SELECTION ▸
******

Today's show is entitled Spectrogrum.
It is hosted by Klaatu and is about 16 minutes long.
It carries a clean flag, the summary is, Edit Audio as a Spectrogrum.
Hey everybody, this is Klaatu and I wanted to talk today about why I edit sound as a spectrogram.
So in Audacity, if you've ever used Audacity and if you're listening to the show, you may have also contributed to the show and if you contributed to the show, there's a high likelihood that you've used Audacity.
But in Audacity, there's this really interesting option to view your sound, not as a wave form but as a spectrogram.
And a spectrogram is a psychedelic-looking representation of data.
You might think of it as a heat map and I imagine a heat map is probably a form of spectrogram.
I should probably know that, I should have looked it up.
It all kind of just came to me right now though, but I'm pretty sure that would be true.
The show shows data by concentrating a color in areas where there's a lot of data and then by starving other areas that don't have a lot of data.
And so in other words, you have sort of, if you've ever seen like, well, like a grayscale or I guess even a rainbow, but let's go with a grayscale where it goes from black to sort of 50% gray, white, that spectrum.
One end of it might be dense with data and then the other end would be sparse on data.
And I think typically because the white end of the spectrum is by definition a lot of data.
Like you get white light on a screen by combining all of all the pixels are on.
All the colors are being combined.
That's different than in physical media.
If you mix a bunch of colors in real life, like paint, you usually end up getting something pretty dark.
Like basically a black might not be pure black because there might be lots of different pigments in there.
It depends on what kind of paint you're mixing and so on, but that's different in projected light.
All of the colors on.
So that's all of the data, 255, 255, 255 in RGB.
That produces a white light.
Turn all those pixels off and you get, you get darkness, you get black.
So in a spectrogram, you might say, okay, well, any place that's really white, white hot.
There's like, there's stuff there.
That's really intense data.
And then if it sort of starts to trickle down into maybe a little bit of gray,
well, we could say that there's still a lot of data, but it's starting to become sparser.
Not all of the data is not all the slots for data are turned on.
And then you keep going down the scale, down the scale further and further.
You're essentially removing data intensity from that region until you get into just darkness,
where there is no data.
None of the data switches are turned on there.
So that's a spectrogram.
And you get that option in Audacity.
You can look at your sound as a spectrogram.
And to read the spectrogram, the spectrogram in Audacity,
you're looking at a couple of different things.
You're looking at where the sound is within the EQ, within the frequency of the sound,
where that data is.
Now, you're not getting the wave form of the sound wave,
but you're getting notation through not intense colors to show you where the sound
that you're hearing is being produced, where that's sort of hanging out.
So for instance, if you are seeing a lot of bright yellows and whites down at the bottom,
then you're looking at bass tones.
You're hearing, you're looking at the lower frequency of sound.
And then as you move vertically up from that bass line,
then you start seeing, I don't know, maybe purples and oranges.
I mean, it obviously, I'm describing color as if they're all spectrograms are the same.

******

MATERIAL PROVIDED ▸
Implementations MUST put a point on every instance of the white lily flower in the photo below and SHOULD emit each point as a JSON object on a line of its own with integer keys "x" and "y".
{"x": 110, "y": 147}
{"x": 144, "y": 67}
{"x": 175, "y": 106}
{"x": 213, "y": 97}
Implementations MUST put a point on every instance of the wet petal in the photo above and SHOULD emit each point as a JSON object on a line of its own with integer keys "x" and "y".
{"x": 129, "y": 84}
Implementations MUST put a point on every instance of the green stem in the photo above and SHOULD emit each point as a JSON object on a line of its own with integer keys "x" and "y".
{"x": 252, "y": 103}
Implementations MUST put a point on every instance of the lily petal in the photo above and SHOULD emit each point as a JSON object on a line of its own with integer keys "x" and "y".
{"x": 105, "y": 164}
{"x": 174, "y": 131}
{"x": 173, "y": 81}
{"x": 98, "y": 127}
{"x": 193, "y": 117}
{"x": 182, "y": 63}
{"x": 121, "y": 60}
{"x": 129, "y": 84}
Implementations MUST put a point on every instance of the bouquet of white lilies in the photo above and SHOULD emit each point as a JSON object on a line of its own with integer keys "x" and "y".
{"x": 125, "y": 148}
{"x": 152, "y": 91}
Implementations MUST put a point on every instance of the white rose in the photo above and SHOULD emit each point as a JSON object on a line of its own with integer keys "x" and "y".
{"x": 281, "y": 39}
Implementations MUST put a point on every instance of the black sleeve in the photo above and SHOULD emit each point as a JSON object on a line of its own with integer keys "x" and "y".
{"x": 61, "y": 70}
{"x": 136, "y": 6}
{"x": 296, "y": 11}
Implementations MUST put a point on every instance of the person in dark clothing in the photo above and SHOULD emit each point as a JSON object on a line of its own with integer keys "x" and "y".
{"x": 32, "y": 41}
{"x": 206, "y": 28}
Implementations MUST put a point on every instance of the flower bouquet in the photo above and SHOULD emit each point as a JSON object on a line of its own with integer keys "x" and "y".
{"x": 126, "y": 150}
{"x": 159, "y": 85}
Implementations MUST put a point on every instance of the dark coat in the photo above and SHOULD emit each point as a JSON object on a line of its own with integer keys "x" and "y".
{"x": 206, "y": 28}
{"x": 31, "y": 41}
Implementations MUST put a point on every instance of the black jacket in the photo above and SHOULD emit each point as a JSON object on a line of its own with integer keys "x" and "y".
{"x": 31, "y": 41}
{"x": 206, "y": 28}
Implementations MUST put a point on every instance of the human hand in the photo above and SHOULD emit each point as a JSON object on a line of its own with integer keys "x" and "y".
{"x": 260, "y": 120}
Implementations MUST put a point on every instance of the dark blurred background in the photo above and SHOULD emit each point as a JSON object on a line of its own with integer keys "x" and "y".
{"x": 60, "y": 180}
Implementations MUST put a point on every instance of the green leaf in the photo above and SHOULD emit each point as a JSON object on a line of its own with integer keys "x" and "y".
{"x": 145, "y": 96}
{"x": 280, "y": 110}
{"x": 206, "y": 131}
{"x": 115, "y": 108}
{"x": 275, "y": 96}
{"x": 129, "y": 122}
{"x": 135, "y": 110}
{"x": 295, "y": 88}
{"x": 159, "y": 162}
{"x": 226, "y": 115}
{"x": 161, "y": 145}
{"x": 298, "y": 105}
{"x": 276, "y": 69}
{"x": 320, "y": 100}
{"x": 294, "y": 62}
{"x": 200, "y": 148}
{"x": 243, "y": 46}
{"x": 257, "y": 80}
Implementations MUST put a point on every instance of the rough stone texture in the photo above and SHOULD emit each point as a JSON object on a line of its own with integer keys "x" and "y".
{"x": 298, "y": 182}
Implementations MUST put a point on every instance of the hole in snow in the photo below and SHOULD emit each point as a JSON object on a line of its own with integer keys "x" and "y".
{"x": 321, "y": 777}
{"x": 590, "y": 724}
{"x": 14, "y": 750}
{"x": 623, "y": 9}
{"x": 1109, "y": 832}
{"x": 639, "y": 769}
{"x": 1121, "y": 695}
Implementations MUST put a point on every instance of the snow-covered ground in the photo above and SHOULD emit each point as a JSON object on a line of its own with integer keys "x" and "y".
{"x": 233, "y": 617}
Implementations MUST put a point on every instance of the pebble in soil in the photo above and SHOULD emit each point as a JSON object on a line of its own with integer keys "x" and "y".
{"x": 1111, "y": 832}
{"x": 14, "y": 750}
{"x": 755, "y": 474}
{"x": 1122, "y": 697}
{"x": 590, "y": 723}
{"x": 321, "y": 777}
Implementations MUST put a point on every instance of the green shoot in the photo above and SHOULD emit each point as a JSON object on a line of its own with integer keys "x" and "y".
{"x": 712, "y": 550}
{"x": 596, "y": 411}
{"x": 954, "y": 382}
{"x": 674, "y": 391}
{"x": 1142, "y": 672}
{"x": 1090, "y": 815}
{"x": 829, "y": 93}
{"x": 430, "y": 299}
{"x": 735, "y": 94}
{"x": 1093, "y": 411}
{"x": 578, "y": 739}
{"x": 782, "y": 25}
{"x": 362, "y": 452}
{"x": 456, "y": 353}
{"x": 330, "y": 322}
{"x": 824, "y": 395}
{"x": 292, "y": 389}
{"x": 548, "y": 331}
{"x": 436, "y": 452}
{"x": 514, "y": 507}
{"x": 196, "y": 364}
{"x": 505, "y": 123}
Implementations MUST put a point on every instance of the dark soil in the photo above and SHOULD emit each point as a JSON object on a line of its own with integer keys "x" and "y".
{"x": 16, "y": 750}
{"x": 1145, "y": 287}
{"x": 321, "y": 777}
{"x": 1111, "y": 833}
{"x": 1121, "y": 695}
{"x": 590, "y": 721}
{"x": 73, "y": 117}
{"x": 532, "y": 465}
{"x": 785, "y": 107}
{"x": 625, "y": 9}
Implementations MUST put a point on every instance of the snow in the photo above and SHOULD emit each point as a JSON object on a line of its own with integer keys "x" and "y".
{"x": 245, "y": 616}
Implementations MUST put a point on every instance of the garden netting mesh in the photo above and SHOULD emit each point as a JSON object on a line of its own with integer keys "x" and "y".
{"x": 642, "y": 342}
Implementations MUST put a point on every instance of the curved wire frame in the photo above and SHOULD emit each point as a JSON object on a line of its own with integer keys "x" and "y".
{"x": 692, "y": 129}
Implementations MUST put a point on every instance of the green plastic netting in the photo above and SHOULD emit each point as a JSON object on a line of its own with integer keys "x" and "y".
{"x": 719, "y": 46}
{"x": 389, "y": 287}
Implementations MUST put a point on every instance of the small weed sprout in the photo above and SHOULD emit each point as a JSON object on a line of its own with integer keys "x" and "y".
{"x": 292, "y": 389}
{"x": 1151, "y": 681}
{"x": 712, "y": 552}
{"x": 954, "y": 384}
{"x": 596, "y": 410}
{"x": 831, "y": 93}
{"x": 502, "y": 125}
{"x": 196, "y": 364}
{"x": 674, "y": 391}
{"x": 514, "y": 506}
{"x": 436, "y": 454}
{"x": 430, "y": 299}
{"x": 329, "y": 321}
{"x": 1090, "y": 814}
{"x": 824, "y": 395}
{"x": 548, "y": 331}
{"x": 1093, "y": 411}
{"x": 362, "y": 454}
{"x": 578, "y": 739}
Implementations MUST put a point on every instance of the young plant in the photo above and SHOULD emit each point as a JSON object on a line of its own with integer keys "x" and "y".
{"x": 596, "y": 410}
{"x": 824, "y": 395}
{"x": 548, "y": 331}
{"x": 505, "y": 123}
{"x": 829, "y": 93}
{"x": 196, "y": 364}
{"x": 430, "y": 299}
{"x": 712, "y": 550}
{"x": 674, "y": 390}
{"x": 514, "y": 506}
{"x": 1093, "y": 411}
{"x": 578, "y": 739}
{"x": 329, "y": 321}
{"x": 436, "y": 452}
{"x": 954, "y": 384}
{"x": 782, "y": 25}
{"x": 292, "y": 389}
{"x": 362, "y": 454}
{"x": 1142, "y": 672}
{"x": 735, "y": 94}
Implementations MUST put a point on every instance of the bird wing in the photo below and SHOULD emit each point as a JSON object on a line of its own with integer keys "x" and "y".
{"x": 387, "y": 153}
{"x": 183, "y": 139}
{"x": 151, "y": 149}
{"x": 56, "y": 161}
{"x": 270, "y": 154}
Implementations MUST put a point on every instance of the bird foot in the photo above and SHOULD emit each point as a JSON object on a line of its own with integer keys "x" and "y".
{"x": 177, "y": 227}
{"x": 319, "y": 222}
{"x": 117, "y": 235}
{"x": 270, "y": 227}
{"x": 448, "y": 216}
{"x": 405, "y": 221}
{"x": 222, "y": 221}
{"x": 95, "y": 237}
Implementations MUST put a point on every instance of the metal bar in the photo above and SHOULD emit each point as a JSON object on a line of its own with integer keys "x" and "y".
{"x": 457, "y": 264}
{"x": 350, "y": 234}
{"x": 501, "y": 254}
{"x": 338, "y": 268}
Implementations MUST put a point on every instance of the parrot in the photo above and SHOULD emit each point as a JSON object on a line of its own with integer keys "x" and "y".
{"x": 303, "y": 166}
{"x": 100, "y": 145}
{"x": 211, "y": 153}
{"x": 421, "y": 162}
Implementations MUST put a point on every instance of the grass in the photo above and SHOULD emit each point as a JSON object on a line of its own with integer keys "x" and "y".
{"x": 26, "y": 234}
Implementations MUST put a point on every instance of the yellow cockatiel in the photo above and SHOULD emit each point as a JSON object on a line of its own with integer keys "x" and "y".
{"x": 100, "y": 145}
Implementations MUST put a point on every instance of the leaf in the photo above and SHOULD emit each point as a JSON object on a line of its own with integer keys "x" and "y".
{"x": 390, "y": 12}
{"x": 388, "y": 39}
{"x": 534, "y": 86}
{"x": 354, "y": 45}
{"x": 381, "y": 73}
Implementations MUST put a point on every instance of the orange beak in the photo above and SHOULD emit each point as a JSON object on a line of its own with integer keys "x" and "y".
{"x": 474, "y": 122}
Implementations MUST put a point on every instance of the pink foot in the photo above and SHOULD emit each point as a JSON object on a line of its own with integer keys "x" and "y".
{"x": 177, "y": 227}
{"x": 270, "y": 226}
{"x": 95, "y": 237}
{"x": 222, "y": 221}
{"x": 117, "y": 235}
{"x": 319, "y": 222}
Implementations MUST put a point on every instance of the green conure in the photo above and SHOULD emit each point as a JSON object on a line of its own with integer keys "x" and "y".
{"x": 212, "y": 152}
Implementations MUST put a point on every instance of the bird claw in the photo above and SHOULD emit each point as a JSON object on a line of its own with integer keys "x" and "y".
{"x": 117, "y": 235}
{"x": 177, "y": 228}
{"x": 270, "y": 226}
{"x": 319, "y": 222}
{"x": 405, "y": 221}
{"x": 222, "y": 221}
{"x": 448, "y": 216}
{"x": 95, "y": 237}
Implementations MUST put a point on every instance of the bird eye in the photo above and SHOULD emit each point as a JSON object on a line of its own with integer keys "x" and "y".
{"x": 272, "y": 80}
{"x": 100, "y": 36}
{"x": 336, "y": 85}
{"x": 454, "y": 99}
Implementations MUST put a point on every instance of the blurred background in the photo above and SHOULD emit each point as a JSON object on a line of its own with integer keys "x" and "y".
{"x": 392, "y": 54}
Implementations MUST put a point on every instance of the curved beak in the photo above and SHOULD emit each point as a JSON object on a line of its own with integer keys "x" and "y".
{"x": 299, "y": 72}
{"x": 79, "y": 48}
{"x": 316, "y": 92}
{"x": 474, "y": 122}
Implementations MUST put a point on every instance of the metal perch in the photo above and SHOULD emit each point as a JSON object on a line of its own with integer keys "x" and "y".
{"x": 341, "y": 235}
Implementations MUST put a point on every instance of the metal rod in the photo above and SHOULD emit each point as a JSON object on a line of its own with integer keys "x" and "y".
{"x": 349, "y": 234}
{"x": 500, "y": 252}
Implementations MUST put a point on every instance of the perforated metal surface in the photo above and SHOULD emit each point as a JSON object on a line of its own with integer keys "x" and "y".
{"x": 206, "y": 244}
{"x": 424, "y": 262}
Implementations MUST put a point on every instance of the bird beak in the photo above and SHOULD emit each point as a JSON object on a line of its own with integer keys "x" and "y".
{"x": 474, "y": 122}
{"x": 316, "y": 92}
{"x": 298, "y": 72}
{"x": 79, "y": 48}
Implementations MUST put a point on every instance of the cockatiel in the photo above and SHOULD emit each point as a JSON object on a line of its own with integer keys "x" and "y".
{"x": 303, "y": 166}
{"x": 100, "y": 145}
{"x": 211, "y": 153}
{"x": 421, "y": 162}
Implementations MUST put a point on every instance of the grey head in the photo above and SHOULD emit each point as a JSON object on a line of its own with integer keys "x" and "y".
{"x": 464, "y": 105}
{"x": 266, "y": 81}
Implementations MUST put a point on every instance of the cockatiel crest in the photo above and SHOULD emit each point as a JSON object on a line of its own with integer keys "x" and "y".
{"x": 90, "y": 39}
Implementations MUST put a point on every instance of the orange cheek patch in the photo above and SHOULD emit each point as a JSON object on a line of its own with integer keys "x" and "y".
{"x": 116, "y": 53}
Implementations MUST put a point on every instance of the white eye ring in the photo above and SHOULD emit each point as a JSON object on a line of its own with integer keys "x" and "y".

******

EXERCISE TASKS ▸
A) Set down the spectrogram transcript word for word, from "The show shows" up to and including "something pretty dark.".
B) According to the spectrogram transcript, what does a lot of bright yellow and white at the bottom of a spectrogram show?
C) Write what comes next in the spectrogram transcript, picking up after its last sentence.
The lines above are separate material and are not part of the spectrogram transcript.

RESPONSE LIST ▸
A)
The show shows data by concentrating a color in areas where there's a lot of data and then by starving other areas that don't have a lot of data.
And so in other words, you have sort of, if you've ever seen like, well, like a grayscale or I guess even a rainbow, but let's go with a grayscale where it goes from black to sort of 50% gray, white, that spectrum.
One end of it might be dense with data and then the other end would be sparse on data.
And I think typically because the white end of the spectrum is by definition a lot of data.
Like you get white light on a screen by combining all of all the pixels are on.
All the colors are being combined.
That's different than in physical media.
If you mix a bunch of colors in real life, like paint, you usually end up getting something pretty dark.

B) Bass tones, the lower frequencies of sound.

C)
You can change the theme of Audacity and get different colors.
So it may not be that for you.
But they're in the middle, in the mid-range, you're starting to see the mid-range of sound.
That's sort of what you're seeing there.
And as you speak and as you hear a voice fluctuating and changing over time and across different words,
you'll see different colors sort of appear there and sort of different intensities appear
at different levels of that vertical scale.
And then finally, near the top of the screen or of the track,
you'll start to see maybe other colors that indicate the higher frequencies.
And I started editing in spectrograms because, really because of that,
because you could really see where the different sound was coming from.
And I found that it was absolutely priceless for removing all of the inhales that I do.
I mean, I inhale now that I've said it, you're not going to hear anything but that.
And I apologize for that.
But when I'm speaking, I inhale a lot, I feel I'm always taking a breath in.
As if though I'm short of breath, constantly short of breath for some reason.
I don't know why I do it.
I never knew I did it until I started editing myself in podcast form than I could hear.
Another thing I do frequently is, you know, I mean, anyone, anytime you're speaking into a microphone,
you can throw all the pop filters and things on there that you want.
But there's still those wonderful, plosive sounds and those little speckles of spittle.
And all the unpleasant things that happen in a mouth, it just comes through in this audio graph.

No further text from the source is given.